▸ **What to work on**: Can you rewrite the records below, changing every "Pick out" to "Locate" and leaving everything else unchanged?

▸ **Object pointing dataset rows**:
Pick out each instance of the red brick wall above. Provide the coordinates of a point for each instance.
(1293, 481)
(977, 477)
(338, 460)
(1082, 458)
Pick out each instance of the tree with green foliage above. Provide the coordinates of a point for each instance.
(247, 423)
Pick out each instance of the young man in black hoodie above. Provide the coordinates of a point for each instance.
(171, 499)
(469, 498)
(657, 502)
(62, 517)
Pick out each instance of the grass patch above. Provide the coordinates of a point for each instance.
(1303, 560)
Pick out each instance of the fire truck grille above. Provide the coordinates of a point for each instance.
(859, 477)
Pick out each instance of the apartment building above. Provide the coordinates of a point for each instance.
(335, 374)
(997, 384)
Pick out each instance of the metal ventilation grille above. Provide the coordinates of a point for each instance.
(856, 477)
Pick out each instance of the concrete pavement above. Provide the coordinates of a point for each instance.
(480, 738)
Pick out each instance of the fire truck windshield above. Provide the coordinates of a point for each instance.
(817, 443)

▸ **Written response**:
Locate each instance of the red brick wall above. Provide the coordinates of a point for each instance.
(1293, 481)
(977, 477)
(338, 460)
(1082, 458)
Locate each instance of the tree with green foliage above. Provide the coordinates of a point for each instance.
(247, 423)
Locate each instance of the young man in black hoodie above. Provide the coordinates of a point for each instance.
(171, 499)
(469, 498)
(657, 502)
(62, 517)
Locate each instance of the grass patch above. Provide the coordinates of a point for each instance.
(1303, 560)
Locate each instance of the fire truck grille above. Provide the coordinates of a point for each instance.
(859, 477)
Locate each instance of the apartment building above. Provide the coordinates of a point for each instance.
(335, 374)
(997, 384)
Locate each instance of the metal ventilation grille above. Provide the coordinates of a point for each instance.
(856, 477)
Locate each instance of the concrete pavement above. Provide the coordinates of a point for each instance.
(480, 738)
Locate each instance of the fire truck windshield above. Provide the coordinates of a point for each instance.
(817, 443)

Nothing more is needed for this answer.